'''
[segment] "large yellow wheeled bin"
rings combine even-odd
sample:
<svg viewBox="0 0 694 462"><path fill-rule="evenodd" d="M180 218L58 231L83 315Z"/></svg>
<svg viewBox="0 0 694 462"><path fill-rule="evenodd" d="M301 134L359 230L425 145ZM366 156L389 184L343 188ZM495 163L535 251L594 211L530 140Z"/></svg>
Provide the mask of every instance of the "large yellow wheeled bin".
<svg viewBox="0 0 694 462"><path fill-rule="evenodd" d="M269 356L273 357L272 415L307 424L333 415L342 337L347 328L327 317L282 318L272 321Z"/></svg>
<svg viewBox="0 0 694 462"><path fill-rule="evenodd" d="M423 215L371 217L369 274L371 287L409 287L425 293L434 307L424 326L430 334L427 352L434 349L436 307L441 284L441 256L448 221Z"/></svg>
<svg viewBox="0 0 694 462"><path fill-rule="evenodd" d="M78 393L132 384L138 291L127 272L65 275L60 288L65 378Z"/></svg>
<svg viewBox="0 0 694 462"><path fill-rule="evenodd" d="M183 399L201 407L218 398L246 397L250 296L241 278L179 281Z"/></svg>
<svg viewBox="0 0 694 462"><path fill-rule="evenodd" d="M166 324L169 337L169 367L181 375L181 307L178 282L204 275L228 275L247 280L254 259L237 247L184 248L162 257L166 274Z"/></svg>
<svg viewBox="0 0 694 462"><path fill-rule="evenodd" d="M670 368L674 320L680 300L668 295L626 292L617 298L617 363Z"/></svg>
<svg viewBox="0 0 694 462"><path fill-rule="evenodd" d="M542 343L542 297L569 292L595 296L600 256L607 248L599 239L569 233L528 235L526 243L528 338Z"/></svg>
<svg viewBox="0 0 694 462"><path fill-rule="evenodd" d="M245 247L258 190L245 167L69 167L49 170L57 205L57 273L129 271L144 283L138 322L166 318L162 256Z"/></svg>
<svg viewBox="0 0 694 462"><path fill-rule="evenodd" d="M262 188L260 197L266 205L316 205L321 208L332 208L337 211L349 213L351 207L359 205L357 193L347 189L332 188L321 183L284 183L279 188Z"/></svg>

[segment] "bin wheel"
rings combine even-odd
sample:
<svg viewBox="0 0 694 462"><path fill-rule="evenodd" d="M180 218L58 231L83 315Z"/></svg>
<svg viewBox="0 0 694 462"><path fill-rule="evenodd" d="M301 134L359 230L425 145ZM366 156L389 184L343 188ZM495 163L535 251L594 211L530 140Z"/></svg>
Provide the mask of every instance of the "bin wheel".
'''
=== What you need to do ===
Reproduce the material above verbatim, everything from its first line down to and including the line that contains "343L542 297L569 292L595".

=== Written response ===
[segment] "large yellow wheeled bin"
rings combine even-odd
sample:
<svg viewBox="0 0 694 462"><path fill-rule="evenodd" d="M180 218L58 231L83 315Z"/></svg>
<svg viewBox="0 0 694 462"><path fill-rule="evenodd" d="M301 134L359 230L425 145ZM366 156L389 184L343 188ZM495 163L535 251L594 211L530 140Z"/></svg>
Provide the mask of every instance of the "large yellow wheeled bin".
<svg viewBox="0 0 694 462"><path fill-rule="evenodd" d="M269 356L273 357L272 415L307 424L333 415L342 337L347 328L327 317L282 318L272 321Z"/></svg>
<svg viewBox="0 0 694 462"><path fill-rule="evenodd" d="M423 215L371 217L369 274L371 287L409 287L425 293L434 307L424 326L430 334L427 352L434 349L436 307L441 284L441 256L448 221Z"/></svg>
<svg viewBox="0 0 694 462"><path fill-rule="evenodd" d="M78 393L132 384L138 291L127 272L65 275L60 288L65 378Z"/></svg>
<svg viewBox="0 0 694 462"><path fill-rule="evenodd" d="M183 399L201 407L218 398L246 397L250 296L241 278L179 281Z"/></svg>
<svg viewBox="0 0 694 462"><path fill-rule="evenodd" d="M166 324L169 337L169 367L181 375L181 307L178 282L204 275L228 275L247 280L254 259L237 247L184 248L162 257L166 274Z"/></svg>
<svg viewBox="0 0 694 462"><path fill-rule="evenodd" d="M670 368L674 320L680 300L668 295L626 292L617 298L617 363Z"/></svg>
<svg viewBox="0 0 694 462"><path fill-rule="evenodd" d="M542 343L542 297L569 292L595 296L600 256L607 248L599 239L569 233L528 235L526 243L528 338Z"/></svg>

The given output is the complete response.